* [WRITTEN EXERCISE]: Reproduce all of the material below verbatim, line for line, without changing anything.

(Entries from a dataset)
* * * * *

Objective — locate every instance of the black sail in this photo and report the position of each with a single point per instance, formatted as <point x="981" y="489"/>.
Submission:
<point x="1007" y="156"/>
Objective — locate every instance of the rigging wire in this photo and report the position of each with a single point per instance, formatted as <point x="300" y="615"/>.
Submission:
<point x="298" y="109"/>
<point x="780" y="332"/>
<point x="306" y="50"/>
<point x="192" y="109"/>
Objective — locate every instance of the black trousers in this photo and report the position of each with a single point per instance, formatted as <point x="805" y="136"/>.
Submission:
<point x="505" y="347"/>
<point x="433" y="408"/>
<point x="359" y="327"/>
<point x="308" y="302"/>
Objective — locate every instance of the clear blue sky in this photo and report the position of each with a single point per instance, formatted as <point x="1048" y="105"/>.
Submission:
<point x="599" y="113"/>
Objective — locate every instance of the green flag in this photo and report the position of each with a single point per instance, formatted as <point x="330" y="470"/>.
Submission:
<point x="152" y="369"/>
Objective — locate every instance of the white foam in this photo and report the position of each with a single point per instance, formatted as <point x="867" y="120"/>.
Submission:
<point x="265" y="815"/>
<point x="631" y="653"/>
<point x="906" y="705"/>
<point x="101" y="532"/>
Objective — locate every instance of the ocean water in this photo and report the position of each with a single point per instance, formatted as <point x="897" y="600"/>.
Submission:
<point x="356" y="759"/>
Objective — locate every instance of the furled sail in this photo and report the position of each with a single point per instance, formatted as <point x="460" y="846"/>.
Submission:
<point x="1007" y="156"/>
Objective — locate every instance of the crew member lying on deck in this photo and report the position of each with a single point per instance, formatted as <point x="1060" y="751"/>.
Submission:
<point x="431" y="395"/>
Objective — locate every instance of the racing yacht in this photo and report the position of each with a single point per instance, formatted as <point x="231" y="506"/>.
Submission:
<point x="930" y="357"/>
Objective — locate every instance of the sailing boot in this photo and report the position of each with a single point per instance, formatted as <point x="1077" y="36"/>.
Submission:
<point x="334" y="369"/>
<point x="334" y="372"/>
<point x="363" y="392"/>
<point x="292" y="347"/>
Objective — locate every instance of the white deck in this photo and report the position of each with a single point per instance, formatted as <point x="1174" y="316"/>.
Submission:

* * * * *

* [RESULT OF THIS TASK]:
Objective — locate every instance of the black sail in this photo and report the position of each with a single point per instance, formatted as <point x="981" y="489"/>.
Submission:
<point x="1007" y="156"/>
Objective — locate every instance of the rigging wire in this photo and report the position of each with a single point per instance, formatted as <point x="300" y="615"/>.
Submission:
<point x="298" y="109"/>
<point x="780" y="332"/>
<point x="306" y="50"/>
<point x="192" y="109"/>
Objective — locate every instance of the black trousers in this photo and report the position of each with a single point per instance, formatted as <point x="805" y="136"/>.
Submission:
<point x="505" y="347"/>
<point x="433" y="408"/>
<point x="359" y="327"/>
<point x="308" y="302"/>
Objective — locate every instance of the clear blue sky in this photo and report the position of each with a single point per instance, formatted as <point x="1048" y="105"/>.
Submission:
<point x="599" y="113"/>
Objective — locate every instance of the green flag in this photo and report the position of each with a single point per instance, formatted as <point x="330" y="470"/>.
Submission:
<point x="152" y="369"/>
Objective — locate every instance of the white foam in this photo and report the position of each with a single point per instance, formatted as <point x="867" y="120"/>.
Submission:
<point x="265" y="815"/>
<point x="631" y="653"/>
<point x="906" y="705"/>
<point x="101" y="532"/>
Objective — locate every instance of the ocean water in this photo and report the position of each with a single point per instance, formatted as <point x="897" y="600"/>.
Submission:
<point x="356" y="759"/>
Objective — locate every instance of the furled sail in this photo and report the position of each with a single point per instance, formatted as <point x="460" y="846"/>.
Submission:
<point x="1007" y="156"/>
Objective — locate every instance of the crew member lying on deck in this photo and report the position of each with a single point per instance, formatted as <point x="1060" y="751"/>.
Submission:
<point x="431" y="395"/>
Objective — locate every instance of the racing yacht in this photo and report the position of each with a single point per instance, formatted as <point x="231" y="506"/>.
Submission:
<point x="930" y="357"/>
Objective — locate every instance of the sailing boot in this photo and report the position of each with a single point per instance, formatted as <point x="1077" y="36"/>.
Submission:
<point x="334" y="369"/>
<point x="334" y="372"/>
<point x="363" y="392"/>
<point x="292" y="347"/>
Objective — locate every instance of the white deck in this photo and report the position of each with a single point per instance, formatted as <point x="1174" y="316"/>.
Submission:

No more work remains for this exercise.